Property, Plant and Equipment, Net—Property, Plant and Equipment, net is recorded at cost less accumulated depreciation. Depreciation expense for 2013, 2012 and 2011 was $328 million, $316 million and $323 million, respectively. Maintenance and repair expenditures are charged to expense when incurred. Except for pooled subscriber systems, depreciation is calculated using the straight-line method over the estimated useful lives of the related assets as follows:
Buildings and related improvements
Up to 50 years
Leasehold improvements
Lesser of remaining term of the lease or economic useful life
Subscriber systems
Accelerated method up to 15 years
Other machinery, equipment and furniture and fixtures
Up to 21 years

See below for discussion of depreciation method and estimated useful lives related to subscriber systems.
Subscriber System Assets, Dealer Intangibles and Related Deferred Revenue Accounts—The Company considers assets related to the acquisition of new customers in its electronic security business in three asset categories: internally generated residential subscriber systems outside of North America, internally generated commercial subscriber systems (collectively referred to as subscriber system assets) and customer accounts acquired through the ADT dealer program, primarily outside of North America (referred to as dealer intangibles). Subscriber system assets include installed property, plant and equipment for which Tyco retains ownership and deferred costs directly related to the customer acquisition and system installation. Subscriber system assets represent capitalized equipment (e.g. security control panels, touchpad, motion detectors, window sensors, and other equipment) and installation costs associated with electronic security monitoring arrangements under which the Company retains ownership of the security system assets in a customer's place of business or, outside of North America, residence. Installation costs represent costs incurred to prepare the asset for its intended use. The Company pays property taxes on the subscriber system assets and upon customer termination, may retrieve such assets. These assets embody a probable future economic benefit as they generate future monitoring revenue for the Company.
Costs related to the subscriber system equipment and installation are categorized as property, plant and equipment rather than deferred costs. Deferred costs associated with subscriber system assets represent direct and incremental selling expenses (i.e. commissions) related to acquiring the customer. Commissions related to up-front consideration paid by customers in connection with the establishment of the monitoring arrangement are determined based on a percentage of the up-front fees and do not exceed deferred revenue. Such deferred costs are recorded as non-current assets and are included in the other assets line item within the Consolidated Balance Sheets.
Subscriber system assets and any deferred revenue resulting from the customer acquisition are accounted for over the expected life of the subscriber. In certain geographical areas where the Company has a large number of customers that behave in a similar manner over time, the Company accounts for subscriber system assets and related deferred revenue using pools, with separate pools for the components of subscriber system assets and any related deferred revenue based on the same month and year of acquisition. The Company depreciates its pooled subscriber system assets and related deferred revenue using an accelerated method with lives up to 15 years. The accelerated method utilizes declining balance rates based on geographical area ranging from 135% to 360% for commercial subscriber pools and dealer intangibles and converts to a straight-line methodology when the resulting depreciation charge is greater than that from the accelerated method. The Company uses a straight-line method with a 14-year life for non-pooled subscriber system assets (primarily in Europe, Latin America and Asia) and related deferred revenue, with remaining balances written off upon customer termination.

======

### Problems and tasks
**1.** Can you reproduce the accounting excerpt word for word, from "Costs related to" to "Consolidated Balance Sheets."?
**2.** Could you transcribe the rows exactly, from the line with "At your convenience, would you please detect every green" to the line with "[299,179,317,226]", including both of those lines?
The accounting excerpt and the rows have no connection to each other.

### Data shown
======

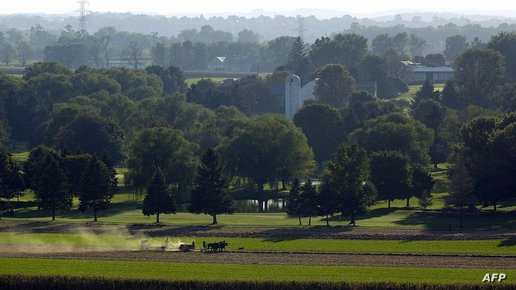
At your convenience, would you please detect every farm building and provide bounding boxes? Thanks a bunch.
[404,66,454,84]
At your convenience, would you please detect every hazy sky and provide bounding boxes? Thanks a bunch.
[0,0,516,17]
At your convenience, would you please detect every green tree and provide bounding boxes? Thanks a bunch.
[444,35,468,60]
[145,65,186,95]
[462,113,516,210]
[453,48,505,108]
[407,165,435,207]
[23,145,62,190]
[349,113,434,165]
[446,157,477,229]
[299,179,317,226]
[53,115,124,162]
[317,172,338,227]
[128,127,197,194]
[189,149,234,224]
[285,37,306,71]
[487,31,516,81]
[62,154,93,196]
[0,145,25,213]
[33,154,72,221]
[412,99,446,130]
[327,145,376,226]
[314,64,355,108]
[441,81,466,109]
[142,167,176,223]
[79,157,114,222]
[371,151,412,209]
[414,81,439,104]
[224,114,314,198]
[294,103,346,166]
[286,178,303,225]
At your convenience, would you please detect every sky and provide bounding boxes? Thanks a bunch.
[0,0,516,17]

======

### Expected outputs
**1.**
Costs related to the subscriber system equipment and installation are categorized as property, plant and equipment rather than deferred costs. Deferred costs associated with subscriber system assets represent direct and incremental selling expenses (i.e. commissions) related to acquiring the customer. Commissions related to up-front consideration paid by customers in connection with the establishment of the monitoring arrangement are determined based on a percentage of the up-front fees and do not exceed deferred revenue. Such deferred costs are recorded as non-current assets and are included in the other assets line item within the Consolidated Balance Sheets.

**2.**
At your convenience, would you please detect every green tree and provide bounding boxes? Thanks a bunch.
[444,35,468,60]
[145,65,186,95]
[462,113,516,210]
[453,48,505,108]
[407,165,435,207]
[23,145,62,190]
[349,113,434,165]
[446,157,477,229]
[299,179,317,226]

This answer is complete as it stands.